### Aim of the exercise
Go to the line containing "411, row 39." in the records below. Repeat it and the lines after it exactly, all the way to the end.

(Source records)
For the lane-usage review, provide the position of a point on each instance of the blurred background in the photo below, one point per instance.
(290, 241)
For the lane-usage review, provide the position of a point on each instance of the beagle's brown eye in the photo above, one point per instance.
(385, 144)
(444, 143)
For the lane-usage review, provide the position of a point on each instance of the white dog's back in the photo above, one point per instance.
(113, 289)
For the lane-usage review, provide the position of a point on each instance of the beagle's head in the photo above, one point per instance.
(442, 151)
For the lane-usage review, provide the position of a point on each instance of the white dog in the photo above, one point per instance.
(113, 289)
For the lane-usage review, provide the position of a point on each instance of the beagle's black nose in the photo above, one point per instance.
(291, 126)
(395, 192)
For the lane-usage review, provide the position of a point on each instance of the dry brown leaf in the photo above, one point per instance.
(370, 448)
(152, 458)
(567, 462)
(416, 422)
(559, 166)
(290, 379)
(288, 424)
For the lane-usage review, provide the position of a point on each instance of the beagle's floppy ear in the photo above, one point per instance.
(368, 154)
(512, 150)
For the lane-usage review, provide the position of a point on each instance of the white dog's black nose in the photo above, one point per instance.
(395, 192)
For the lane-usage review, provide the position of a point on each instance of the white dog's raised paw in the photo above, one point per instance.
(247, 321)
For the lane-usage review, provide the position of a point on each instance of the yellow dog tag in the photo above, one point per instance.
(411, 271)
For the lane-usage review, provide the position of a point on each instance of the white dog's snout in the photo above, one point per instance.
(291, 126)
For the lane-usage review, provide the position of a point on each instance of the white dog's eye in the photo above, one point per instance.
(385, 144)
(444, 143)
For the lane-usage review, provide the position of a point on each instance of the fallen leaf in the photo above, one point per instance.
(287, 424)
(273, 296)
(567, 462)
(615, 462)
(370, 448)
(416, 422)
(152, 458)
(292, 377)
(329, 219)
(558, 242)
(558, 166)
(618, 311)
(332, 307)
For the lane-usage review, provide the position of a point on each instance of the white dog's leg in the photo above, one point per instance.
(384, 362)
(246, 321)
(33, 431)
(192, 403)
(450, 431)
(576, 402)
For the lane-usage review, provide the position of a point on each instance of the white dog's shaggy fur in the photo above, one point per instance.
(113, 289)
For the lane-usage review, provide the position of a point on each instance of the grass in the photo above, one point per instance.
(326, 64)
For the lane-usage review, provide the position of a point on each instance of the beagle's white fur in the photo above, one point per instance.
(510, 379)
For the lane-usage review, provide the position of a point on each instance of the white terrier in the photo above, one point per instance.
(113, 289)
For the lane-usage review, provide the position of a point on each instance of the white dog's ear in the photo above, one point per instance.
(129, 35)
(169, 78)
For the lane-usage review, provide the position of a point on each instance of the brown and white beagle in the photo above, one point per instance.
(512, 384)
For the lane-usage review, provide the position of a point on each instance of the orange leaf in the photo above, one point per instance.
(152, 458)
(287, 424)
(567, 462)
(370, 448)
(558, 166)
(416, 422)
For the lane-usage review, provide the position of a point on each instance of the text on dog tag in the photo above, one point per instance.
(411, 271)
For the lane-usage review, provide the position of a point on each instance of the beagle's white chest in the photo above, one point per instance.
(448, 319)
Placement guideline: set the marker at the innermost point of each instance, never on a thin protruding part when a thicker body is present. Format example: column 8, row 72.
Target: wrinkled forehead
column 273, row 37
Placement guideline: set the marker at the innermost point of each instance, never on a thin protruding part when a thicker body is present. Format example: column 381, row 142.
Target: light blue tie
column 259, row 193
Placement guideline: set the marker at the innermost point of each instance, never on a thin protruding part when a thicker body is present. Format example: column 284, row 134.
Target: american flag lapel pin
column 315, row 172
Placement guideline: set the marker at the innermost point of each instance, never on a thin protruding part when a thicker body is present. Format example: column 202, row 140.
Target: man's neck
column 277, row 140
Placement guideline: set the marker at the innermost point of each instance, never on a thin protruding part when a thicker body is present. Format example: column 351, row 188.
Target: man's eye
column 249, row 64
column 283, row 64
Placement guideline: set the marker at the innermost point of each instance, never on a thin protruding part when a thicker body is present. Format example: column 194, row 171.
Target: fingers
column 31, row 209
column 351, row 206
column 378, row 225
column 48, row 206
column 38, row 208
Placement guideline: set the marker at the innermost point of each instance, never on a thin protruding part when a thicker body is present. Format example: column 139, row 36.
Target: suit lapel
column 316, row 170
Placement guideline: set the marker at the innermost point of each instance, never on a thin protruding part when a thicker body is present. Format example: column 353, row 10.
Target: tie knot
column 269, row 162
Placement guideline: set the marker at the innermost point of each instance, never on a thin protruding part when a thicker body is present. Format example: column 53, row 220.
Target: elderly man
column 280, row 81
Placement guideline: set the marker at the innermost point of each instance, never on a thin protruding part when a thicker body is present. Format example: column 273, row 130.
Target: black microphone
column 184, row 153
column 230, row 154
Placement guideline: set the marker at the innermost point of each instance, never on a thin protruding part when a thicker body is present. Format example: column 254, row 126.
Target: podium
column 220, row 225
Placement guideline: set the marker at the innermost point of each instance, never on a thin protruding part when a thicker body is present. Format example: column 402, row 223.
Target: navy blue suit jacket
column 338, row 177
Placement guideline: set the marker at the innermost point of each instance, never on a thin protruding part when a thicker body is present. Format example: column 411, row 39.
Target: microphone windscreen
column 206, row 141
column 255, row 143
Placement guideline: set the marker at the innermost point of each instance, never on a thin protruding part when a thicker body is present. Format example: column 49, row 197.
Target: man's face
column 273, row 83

### Task solution
Placement guideline: set the marker at the innermost point of each instance, never on a thin protruding part when a thicker body is present. Format example: column 411, row 39.
Target: microphone windscreen
column 206, row 141
column 255, row 143
Placement guideline: set the marker at the innermost point of each instance, never on a thin protruding part when a thicker body is present. Format example: column 49, row 197.
Target: man's face
column 273, row 83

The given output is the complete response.